**Extrait du texte**
════════

Toutefois, les mesures de rétorsion inédites prises contre le peuple nigérien, dont certaines jurent avec le droit international privé ou public, sont inacceptables. Le recours à la violence envisagé par la CEDEAO me paraît être la pire des solutions à cette crise. S’il est constant, dans la culture africaine, d’aider à éteindre le feu qui consume la case du voisin, la sagesse recommande de ne pas y asperger un liquide inflammable au risque d’aggraver l’incendie. Je dénonce ces mesures en ce qu’elles ne font qu'aggraver la situation de précarité du peuple frère du Niger. La dépendance des pays de l’hinterland aux ports des pays côtiers ne peut constituer une arme politique contre eux. Autrement nous mettrons en péril la solidarité entre les peuples frères de la CEDEAO.

Je dénonce par-dessus tout le recours à la guerre pour résoudre cette crise.

Le peuple nigérien comprendrait difficilement que les pays frères de l’espace CEDEAO aient pu lever une armée pour venir combattre l’armée nationale de leur pays alors que celle-ci fait face au terrorisme depuis une décennie, sans le concours direct d’aucune armée de la sous-région. Cela risque de constituer un fâcheux précédent dans l’histoire de notre organisation sous-régionale. Les divergences notables qui se dégagent entre les différents Etats membres de la CEDEAO sur cette question constituent, en elles-mêmes, la plus grande menace contre la survie de celle-ci. Dans le contexte actuel de batailles géostratégiques entre puissances, le risque qu’une guerre au Niger se transforme en affrontements entre puissances étrangères au continent africain relève de la plus forte probabilité. Notre continent se remettrait difficilement d’un tel scénario. C’est pourquoi, j’en appelle à la retenue de toutes les parties pour privilégier les solutions politiques et diplomatiques.

════════

**Consignes**
1/ D'après l'extrait sur la crise au Niger, depuis combien de temps l'armée nationale nigérienne fait-elle face au terrorisme ?
2/ Reformulez sous forme de liste le paragraphe de l'extrait sur la crise au Niger qui commence par « Le peuple nigérien comprendrait difficilement », en conservant ses faits principaux.
3/ Prolongez l'extrait sur la crise au Niger après sa dernière phrase.

**Section des données**

════════

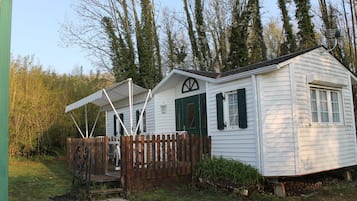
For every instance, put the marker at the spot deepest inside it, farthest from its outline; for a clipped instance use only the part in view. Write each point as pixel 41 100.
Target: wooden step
pixel 105 192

════════

**Réponses dans l'ordre**
1/ Depuis une décennie.

2/
- Le peuple nigérien comprendrait mal que des pays frères de la CEDEAO lèvent une armée pour combattre son armée nationale. Celle-ci lutte contre le terrorisme depuis une décennie sans le concours direct d'aucune armée de la sous-région.
- Une telle intervention risquerait de créer un fâcheux précédent dans l'histoire de l'organisation sous-régionale.
- Les divergences notables entre les États membres sur cette question menacent, à elles seules, la survie de la CEDEAO.
- Dans le contexte actuel de batailles géostratégiques, une guerre au Niger risque fortement de se transformer en affrontements entre puissances étrangères au continent africain, et l'Afrique se remettrait difficilement d'un tel scénario.
- Appel à la retenue de toutes les parties pour privilégier les solutions politiques et diplomatiques.

3/
Dans une perspective plus large, je suggère à la CEDEAO de prendre prétexte de la crise du Niger pour mener une réflexion approfondie sur les causes de la multiplication des coups d’Etat dans l’espace CEDEAO. La prolifération des coups d’Etat dans notre espace commun, souvent adoubés par les populations, nous contraint à cet exercice. Vouloir interpréter la situation nigérienne différemment des précédentes situations en Guinée, au Mali, au Burkina Faso est manifestement une fuite en avant. Dans chacun des quatre cas, l’armée a renversé un Président réputé être élu démocratiquement. Pour ma part, je comprends ces situations comme relevant d’une crise systémique due, d’une part au dévoiement de la démocratie pour laquelle la jeunesse africaine a payé le lourd tribut dans les années 90 et, d’autre part, aux mutations qui s’opèrent dans le monde. La jeunesse et les populations africaines se sentent de plus en plus désabusées par la pratique de la démocratie à laquelle elles continuent pourtant de croire. Il faut donner une réponse rassurante à leurs interrogations et autres inquiétudes. Cette réponse ne peut, en aucun cas, relever de la violence. Dans cette perspective, je formule le souhait que la CEDEAO oriente ses actions militaires prioritairement vers la lutte contre le terrorisme auquel font face les pays du Sahel de sorte à enlever tout prétexte aux armées de faire irruption dans la vie politique des pays.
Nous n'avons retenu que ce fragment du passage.